| Extracted data |
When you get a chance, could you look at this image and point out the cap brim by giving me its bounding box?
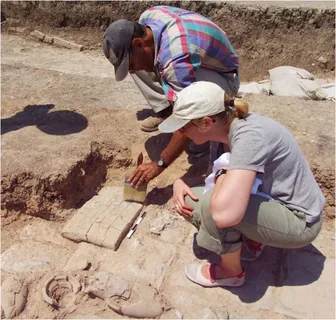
[114,53,129,81]
[159,114,191,133]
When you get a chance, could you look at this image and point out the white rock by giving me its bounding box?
[1,276,28,319]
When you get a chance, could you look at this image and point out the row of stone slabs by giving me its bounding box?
[62,187,143,251]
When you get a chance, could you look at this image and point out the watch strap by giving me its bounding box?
[215,169,227,182]
[157,157,168,169]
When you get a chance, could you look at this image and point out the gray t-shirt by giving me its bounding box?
[228,113,325,222]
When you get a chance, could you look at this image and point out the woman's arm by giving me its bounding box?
[210,169,256,228]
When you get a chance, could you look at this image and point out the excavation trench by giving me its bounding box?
[1,146,132,220]
[1,1,335,224]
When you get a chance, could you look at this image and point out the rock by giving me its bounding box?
[43,36,54,44]
[1,240,69,273]
[149,211,174,235]
[175,310,183,319]
[54,37,84,51]
[317,56,328,65]
[42,275,81,313]
[215,310,232,320]
[1,276,28,319]
[84,272,131,300]
[202,309,217,319]
[30,30,45,41]
[108,300,163,318]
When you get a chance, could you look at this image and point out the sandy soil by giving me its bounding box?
[1,1,335,318]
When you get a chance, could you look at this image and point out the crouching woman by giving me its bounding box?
[159,81,325,287]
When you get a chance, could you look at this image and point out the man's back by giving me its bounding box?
[139,6,239,100]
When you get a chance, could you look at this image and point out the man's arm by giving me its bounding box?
[128,131,190,188]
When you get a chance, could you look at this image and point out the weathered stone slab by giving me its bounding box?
[43,36,54,44]
[62,187,142,250]
[53,37,84,51]
[1,241,70,273]
[20,220,75,249]
[30,30,45,41]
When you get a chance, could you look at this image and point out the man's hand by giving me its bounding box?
[173,179,198,217]
[128,162,164,189]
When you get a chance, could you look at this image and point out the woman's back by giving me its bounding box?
[228,113,325,222]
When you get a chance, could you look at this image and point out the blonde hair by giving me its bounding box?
[192,94,249,125]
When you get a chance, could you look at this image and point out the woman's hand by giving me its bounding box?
[173,179,198,217]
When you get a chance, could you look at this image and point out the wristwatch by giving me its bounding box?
[157,157,168,169]
[215,169,227,182]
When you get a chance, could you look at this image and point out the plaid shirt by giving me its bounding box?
[139,6,239,101]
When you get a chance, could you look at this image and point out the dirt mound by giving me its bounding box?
[1,1,335,81]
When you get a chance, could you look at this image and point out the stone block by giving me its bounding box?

| Stated task |
Please arrange all of the material above as a Markdown table with the columns Row and Text, giving each line its own numbered row. Skip blank lines and leave the pictures out.

| Correct response |
| Row | Text |
|---|---|
| 1 | When you get a chance, could you look at this image and point out the cap brim by giving me its bounding box? |
| 2 | [114,53,129,81] |
| 3 | [159,114,191,133] |
| 4 | When you get a chance, could you look at this image and point out the white rock by giving me its bounding box? |
| 5 | [1,276,28,319] |
| 6 | When you get a chance, could you look at this image and point out the row of stone slabs by giving me its bounding box? |
| 7 | [62,187,143,251] |
| 8 | When you get a chance, could you look at this image and point out the watch strap by giving me its bounding box? |
| 9 | [215,169,227,182] |
| 10 | [157,157,168,169] |
| 11 | When you get a chance, could you look at this image and point out the gray t-shirt by giving me its bounding box? |
| 12 | [228,113,325,222] |
| 13 | When you get a chance, could you look at this image and point out the woman's arm by giving me its bounding box? |
| 14 | [210,169,256,228] |
| 15 | When you get a chance, could you look at this image and point out the excavation trench by giving me its bounding box? |
| 16 | [1,146,132,220] |
| 17 | [1,1,335,224] |
| 18 | When you get a chance, could you look at this image and point out the rock by giving me its bounding box? |
| 19 | [43,36,54,44] |
| 20 | [1,240,69,273] |
| 21 | [149,211,174,235] |
| 22 | [175,310,183,319] |
| 23 | [54,37,84,51] |
| 24 | [317,56,328,65] |
| 25 | [42,275,81,313] |
| 26 | [215,310,232,320] |
| 27 | [1,276,28,319] |
| 28 | [84,272,131,300] |
| 29 | [202,309,217,319] |
| 30 | [30,30,45,41] |
| 31 | [108,300,163,318] |
| 32 | When you get a chance, could you look at this image and point out the sandy soil by giving me its bounding box? |
| 33 | [1,1,335,318] |
| 34 | When you get a chance, could you look at this image and point out the crouching woman by giving me its bounding box? |
| 35 | [159,81,325,287] |
| 36 | When you get a chance, could you look at this image and point out the man's back by giving me its bounding box? |
| 37 | [139,6,239,100] |
| 38 | When you get a chance, could you look at this image and point out the man's arm by giving me its bounding box? |
| 39 | [128,131,190,188] |
| 40 | When you get a chance, could you look at this image and point out the weathered stone slab by giving me its bounding box? |
| 41 | [43,36,54,44] |
| 42 | [62,187,142,250] |
| 43 | [53,37,84,51] |
| 44 | [1,241,70,273] |
| 45 | [20,220,75,249] |
| 46 | [30,30,45,41] |
| 47 | When you get a chance, could you look at this image and point out the man's hand by giving me its bounding box? |
| 48 | [173,179,198,217] |
| 49 | [128,162,164,189] |
| 50 | When you get a chance, could you look at this image and point out the woman's back by giving me its bounding box? |
| 51 | [228,113,325,222] |
| 52 | When you get a chance, could you look at this image and point out the blonde hair by giving me its bounding box? |
| 53 | [192,94,249,125] |
| 54 | When you get a chance, could you look at this image and point out the woman's hand by giving me its bounding box? |
| 55 | [173,179,198,217] |
| 56 | When you get a chance, could you look at this image and point out the wristwatch by giving me its bounding box? |
| 57 | [157,157,168,169] |
| 58 | [215,169,227,182] |
| 59 | When you get a chance, could you look at this image and point out the plaid shirt by giving me its bounding box? |
| 60 | [139,6,239,101] |
| 61 | When you get a chance, could you look at this image and point out the dirt mound by giving me its bounding box? |
| 62 | [1,1,335,81] |
| 63 | When you get a chance, could you look at this image and point out the stone block by giving me its bounding box? |